- _Aim_
Render the material below as a two-column CSV with the header "instruction" and "points". Give one row for each text and its answer, and put each value in a single quoted field with line breaks replaced by spaces. Leave out the pictures.

▬▬▬

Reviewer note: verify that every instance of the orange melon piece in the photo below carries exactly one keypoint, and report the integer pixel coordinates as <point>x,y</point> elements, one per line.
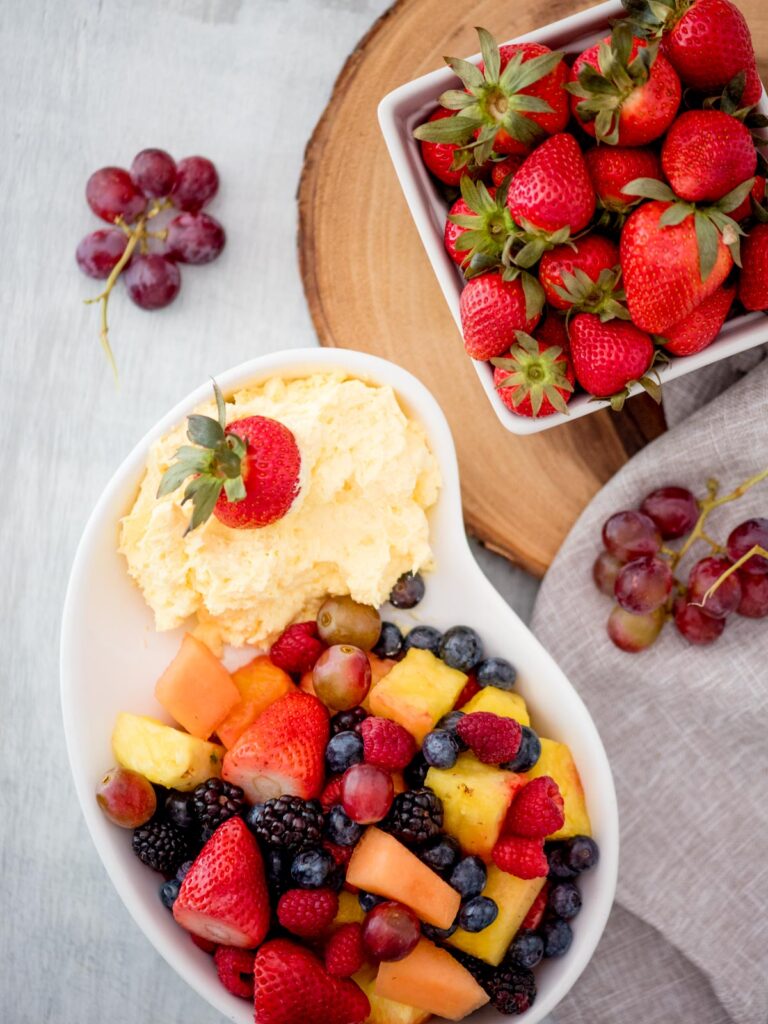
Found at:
<point>196,689</point>
<point>383,865</point>
<point>430,979</point>
<point>260,683</point>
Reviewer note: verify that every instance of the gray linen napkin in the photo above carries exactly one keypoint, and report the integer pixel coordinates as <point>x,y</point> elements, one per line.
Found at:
<point>686,731</point>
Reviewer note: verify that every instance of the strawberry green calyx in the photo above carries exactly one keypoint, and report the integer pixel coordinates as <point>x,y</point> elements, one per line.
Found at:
<point>213,460</point>
<point>494,100</point>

▬▬▬

- _Result below_
instruction,points
"Reviewer note: verify that every instance of the orange melon piece in the photo below carries exactly one keypoint, and report the integer pixel coordinates as <point>x,y</point> elements, one per line. Found at:","<point>196,689</point> <point>383,865</point> <point>430,979</point> <point>260,683</point>"
"Reviewer note: verify that every instance of the gray linen napkin in the photo above carries exactly one keypoint, and report the integer pixel coordinates as <point>x,y</point> elements, one per line. Found at:","<point>686,731</point>"
"Reviewer note: verify that every instance of the strawberry green calyx in the photo above carries exactly one keypoint, and report the integer pixel coordinates as <point>x,y</point> elements, one per line. Found at:","<point>213,460</point> <point>494,100</point>"